A program using the communicating sequential processes model similarly consists of independent, concurrently executing entities that communicate by sending each other messages. The difference is one of emphasis—instead of focusing on the entities sending the messages, CSP focuses on the channels over which they are sent. Channels are first class—instead of each process being tightly coupled to a single mailbox, channels can be independently created, written to, read from, and passed between processes.

Like functional programming and actors, CSP is an old idea that’s experiencing a renaissance. CSP’s recent popularity is largely due to the Go language.[32] We’re going to cover CSP by examining the core.async library,[33] which brings Go’s concurrency model to Clojure.

In day 1 we’ll introduce the twin pillars upon which core.async is built: channels and go blocks. In day 2 we’ll construct a realistic example program with them. Finally, in day 3 we’ll see how core.async can be used within ClojureScript to make client-side programming easier.

Day 1: Channels and Go Blocks

The core.async library provides two primary facilities—channels and go blocks. Go blocks allow multiple concurrent tasks to be efficiently multiplexed across a limited pool of threads. But first, let’s look at channels.

Using core.async

The core.async library is a relatively recent addition to Clojure and is still in prerelease (so be aware that things may change). To use it, you need to make the library a dependency of your project and then import it. This is slightly complicated by the fact that it defines a few functions with names that clash with core Clojure library functions. To make it easier to experiment with, you can use the channels project in the book’s sample code, which imports core.async like this:

CSP/channels/src/channels/core.clj

(ns channels.core

(:require [clojure.core.async :as async :refer :all

:exclude [map into reduce merge partition partition-by take]]))

The :refer :all allows most core.async functions to be used directly, but a few (those with names that clash with core library functions) have to be given the async/ prefix.

**GIVEN ENTRIES**.

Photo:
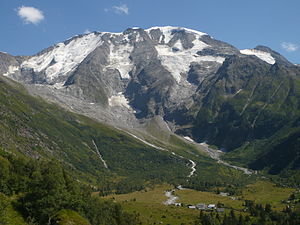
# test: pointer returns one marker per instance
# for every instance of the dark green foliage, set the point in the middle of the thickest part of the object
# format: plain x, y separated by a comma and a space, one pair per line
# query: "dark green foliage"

**WRITTEN TASK 1**.
In the CSP and core.async passage, what is CSP's recent popularity largely credited to?
**WRITTEN TASK 2**.
Please continue the CSP and core.async passage, picking up after its final sentence.

**EXPECTED OUTPUT 1**.
The Go language.

**EXPECTED OUTPUT 2**.
You can start a REPL with these definitions loaded by changing the directory to the channels project and typing lein repl.

Channels

A channel is a thread-safe queue—any task with a reference to a channel can add messages to one end, and any task with a reference to it can remove messages from the other. Unlike actors, where messages are sent to and from specific actors, senders don’t have to know about receivers, or vice versa.

A new channel is created with chan:

channels.core=> (def c (chan))

#'channels.core/c

We can write to a channel with >!! and read from it with <!!:

channels.core=> (thread (println "Read:" (<!! c) "from c"))

#<ManyToManyChannel clojure.core.async.impl.channels.ManyToManyChannel@78fcc563>

channels.core=> (>!! c "Hello thread")

Read: Hello thread from c

nil

We’re using the handy thread utility macro provided by core.async, which, as its name suggests, runs its code on a separate thread. That thread prints a message containing whatever it reads from the channel. This blocks until we write to the channel with >!!, at which point we see the message.

Buffering

By default, channels are synchronous (or unbuffered)—writing to a channel blocks until something reads from it:

channels.core=> (thread (>!! c "Hello") (println "Write completed"))

#<ManyToManyChannel clojure.core.async.impl.channels.ManyToManyChannel@78fcc563>

channels.core=> (<!! c)

Write completed

"Hello"

We can create a buffered channel by passing a buffer size to chan:

channels.core=> (def bc (chan 5))

#'channels.core/bc

channels.core=> (>!! bc 0)

nil

channels.core=> (>!! bc 1)

nil

channels.core=> (close! bc)

nil

channels.core=> (<!! bc)

0

channels.core=> (<!! bc)

1

channels.core=> (<!! bc)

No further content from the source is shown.